## Requirement
Report each line from the data below that holds the word "brown".

------------------------------

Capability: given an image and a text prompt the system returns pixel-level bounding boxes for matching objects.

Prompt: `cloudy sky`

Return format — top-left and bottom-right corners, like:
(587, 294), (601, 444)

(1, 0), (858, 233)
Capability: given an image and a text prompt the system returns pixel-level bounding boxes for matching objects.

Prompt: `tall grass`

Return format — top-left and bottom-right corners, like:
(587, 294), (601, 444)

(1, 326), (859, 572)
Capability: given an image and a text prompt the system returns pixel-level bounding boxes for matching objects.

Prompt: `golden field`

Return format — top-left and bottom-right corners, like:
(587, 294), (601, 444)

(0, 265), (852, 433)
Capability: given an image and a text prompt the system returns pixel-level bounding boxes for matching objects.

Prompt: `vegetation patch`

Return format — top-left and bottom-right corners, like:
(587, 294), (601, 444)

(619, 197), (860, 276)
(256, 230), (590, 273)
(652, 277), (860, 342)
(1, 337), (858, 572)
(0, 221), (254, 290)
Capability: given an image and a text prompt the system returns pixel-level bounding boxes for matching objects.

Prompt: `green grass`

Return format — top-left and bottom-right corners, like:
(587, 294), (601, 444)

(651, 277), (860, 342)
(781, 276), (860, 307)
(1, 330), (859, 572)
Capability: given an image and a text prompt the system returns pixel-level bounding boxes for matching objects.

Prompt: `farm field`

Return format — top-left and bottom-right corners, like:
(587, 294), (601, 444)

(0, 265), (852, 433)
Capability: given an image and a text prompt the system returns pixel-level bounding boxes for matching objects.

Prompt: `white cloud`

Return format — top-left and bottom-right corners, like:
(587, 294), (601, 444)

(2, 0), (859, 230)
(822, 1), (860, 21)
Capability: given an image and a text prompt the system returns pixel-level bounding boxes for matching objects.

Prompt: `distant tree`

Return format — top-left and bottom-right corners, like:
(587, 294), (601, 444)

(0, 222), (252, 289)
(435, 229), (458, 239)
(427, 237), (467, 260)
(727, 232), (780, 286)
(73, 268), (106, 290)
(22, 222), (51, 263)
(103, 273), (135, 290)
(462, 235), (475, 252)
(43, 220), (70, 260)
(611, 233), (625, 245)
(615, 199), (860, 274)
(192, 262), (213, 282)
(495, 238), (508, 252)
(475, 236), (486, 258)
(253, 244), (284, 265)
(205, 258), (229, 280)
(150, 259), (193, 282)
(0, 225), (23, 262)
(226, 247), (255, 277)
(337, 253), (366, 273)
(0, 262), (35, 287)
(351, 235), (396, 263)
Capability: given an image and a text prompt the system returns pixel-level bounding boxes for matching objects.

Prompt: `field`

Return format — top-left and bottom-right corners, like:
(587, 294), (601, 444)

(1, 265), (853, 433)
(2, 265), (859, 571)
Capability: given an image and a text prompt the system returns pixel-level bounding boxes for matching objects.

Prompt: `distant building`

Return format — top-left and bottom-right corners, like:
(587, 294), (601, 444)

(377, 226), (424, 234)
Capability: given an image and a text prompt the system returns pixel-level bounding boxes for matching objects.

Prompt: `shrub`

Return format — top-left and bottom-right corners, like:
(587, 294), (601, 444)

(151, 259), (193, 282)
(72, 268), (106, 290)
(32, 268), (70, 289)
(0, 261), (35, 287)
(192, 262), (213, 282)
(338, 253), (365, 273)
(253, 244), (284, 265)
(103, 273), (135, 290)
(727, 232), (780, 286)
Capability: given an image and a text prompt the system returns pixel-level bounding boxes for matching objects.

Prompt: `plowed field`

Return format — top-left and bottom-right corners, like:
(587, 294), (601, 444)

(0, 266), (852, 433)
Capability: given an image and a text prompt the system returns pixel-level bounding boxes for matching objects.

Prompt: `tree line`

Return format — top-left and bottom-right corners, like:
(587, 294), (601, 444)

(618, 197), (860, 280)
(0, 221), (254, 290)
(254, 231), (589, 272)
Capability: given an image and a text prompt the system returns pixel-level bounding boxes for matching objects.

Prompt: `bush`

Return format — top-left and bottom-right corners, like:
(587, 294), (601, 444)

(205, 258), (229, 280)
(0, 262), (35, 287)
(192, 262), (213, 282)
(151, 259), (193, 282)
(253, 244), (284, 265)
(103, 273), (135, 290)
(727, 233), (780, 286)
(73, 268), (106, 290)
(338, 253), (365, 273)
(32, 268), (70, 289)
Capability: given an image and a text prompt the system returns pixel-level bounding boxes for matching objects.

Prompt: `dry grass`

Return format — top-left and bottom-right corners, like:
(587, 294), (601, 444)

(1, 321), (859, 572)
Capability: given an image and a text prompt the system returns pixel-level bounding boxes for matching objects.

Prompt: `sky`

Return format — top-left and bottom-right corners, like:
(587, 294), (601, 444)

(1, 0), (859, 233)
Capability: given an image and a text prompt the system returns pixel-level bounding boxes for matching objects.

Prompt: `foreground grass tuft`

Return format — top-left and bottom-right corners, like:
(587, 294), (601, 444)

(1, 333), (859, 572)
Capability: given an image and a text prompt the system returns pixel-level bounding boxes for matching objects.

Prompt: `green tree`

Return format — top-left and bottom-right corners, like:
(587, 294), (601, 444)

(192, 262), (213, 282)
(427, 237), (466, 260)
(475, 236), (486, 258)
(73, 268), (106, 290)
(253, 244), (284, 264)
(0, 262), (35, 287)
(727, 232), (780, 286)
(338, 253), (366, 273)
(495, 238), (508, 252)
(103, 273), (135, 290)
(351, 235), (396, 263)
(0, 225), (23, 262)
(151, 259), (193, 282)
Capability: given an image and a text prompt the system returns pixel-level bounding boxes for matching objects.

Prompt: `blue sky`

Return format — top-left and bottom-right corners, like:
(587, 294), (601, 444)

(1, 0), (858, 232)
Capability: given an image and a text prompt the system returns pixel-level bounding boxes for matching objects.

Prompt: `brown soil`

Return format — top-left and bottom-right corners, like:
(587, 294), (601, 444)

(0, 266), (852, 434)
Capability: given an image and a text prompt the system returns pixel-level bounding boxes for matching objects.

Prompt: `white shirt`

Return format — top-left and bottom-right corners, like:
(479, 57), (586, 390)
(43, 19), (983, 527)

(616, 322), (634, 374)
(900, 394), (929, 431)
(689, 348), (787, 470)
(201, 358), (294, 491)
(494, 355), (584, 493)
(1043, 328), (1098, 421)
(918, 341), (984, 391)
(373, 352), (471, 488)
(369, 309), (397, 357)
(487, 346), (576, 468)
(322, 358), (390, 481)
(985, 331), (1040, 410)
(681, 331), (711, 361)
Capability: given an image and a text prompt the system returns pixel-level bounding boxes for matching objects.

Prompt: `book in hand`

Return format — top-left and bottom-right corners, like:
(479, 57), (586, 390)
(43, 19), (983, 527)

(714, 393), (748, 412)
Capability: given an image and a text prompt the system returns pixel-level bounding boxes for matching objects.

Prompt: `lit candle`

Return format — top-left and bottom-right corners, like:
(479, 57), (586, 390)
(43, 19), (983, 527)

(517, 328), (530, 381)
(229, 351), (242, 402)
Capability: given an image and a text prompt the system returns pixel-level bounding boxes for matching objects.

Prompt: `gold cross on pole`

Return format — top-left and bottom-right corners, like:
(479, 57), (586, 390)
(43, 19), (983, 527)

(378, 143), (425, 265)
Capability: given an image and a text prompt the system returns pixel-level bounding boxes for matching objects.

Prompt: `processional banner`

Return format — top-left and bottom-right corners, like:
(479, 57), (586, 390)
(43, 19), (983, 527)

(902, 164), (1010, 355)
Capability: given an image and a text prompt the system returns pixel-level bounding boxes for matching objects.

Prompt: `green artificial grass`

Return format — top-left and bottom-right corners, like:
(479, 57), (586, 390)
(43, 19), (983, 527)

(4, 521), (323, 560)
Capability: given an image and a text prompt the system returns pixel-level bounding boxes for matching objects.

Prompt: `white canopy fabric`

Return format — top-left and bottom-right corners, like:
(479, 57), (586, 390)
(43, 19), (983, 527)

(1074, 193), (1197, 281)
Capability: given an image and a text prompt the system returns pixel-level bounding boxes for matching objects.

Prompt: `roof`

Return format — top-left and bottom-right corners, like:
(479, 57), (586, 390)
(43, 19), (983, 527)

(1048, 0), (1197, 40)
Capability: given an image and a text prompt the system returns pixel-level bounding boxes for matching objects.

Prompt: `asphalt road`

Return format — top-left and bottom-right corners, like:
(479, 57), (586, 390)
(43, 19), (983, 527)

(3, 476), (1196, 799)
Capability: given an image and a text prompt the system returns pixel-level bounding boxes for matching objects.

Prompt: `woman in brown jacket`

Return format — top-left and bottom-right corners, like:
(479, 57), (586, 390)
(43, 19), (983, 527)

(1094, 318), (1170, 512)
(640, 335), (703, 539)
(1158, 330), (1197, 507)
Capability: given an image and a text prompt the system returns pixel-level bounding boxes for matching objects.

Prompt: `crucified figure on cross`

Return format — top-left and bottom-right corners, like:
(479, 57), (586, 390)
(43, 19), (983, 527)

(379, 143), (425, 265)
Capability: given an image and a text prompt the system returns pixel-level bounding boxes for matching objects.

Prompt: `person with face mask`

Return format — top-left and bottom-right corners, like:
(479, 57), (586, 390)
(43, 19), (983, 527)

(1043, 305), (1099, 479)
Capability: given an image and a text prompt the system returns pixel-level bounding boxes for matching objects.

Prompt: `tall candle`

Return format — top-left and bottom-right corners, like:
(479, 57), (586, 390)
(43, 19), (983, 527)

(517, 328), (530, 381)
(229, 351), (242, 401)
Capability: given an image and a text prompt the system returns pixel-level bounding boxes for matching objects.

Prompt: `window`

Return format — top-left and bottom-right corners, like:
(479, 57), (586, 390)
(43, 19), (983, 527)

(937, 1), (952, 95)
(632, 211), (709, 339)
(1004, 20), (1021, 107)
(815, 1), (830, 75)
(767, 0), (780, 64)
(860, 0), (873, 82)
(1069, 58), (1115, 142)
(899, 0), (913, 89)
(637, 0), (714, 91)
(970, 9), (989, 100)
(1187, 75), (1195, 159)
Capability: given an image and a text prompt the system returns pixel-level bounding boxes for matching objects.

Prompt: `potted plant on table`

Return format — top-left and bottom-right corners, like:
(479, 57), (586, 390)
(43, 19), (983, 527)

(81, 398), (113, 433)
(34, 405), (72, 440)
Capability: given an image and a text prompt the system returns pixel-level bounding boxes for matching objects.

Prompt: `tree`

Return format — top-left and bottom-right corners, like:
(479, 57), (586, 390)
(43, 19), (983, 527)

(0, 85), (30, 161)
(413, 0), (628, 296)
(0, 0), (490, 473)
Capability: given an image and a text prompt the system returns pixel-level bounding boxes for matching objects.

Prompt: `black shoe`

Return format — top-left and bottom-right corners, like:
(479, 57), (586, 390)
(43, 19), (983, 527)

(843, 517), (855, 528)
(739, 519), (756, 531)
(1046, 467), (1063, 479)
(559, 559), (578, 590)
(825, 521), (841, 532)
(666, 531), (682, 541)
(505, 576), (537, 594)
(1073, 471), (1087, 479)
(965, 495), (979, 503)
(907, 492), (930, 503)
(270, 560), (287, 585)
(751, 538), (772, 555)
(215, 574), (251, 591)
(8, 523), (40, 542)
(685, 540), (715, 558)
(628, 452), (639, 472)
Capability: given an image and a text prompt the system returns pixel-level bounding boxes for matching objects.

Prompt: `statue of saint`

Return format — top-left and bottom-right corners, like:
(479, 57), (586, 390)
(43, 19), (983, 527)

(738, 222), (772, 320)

------------------------------

## Output for this exercise
Prompt: `brown soil`
Prompt: `woman in brown jacket`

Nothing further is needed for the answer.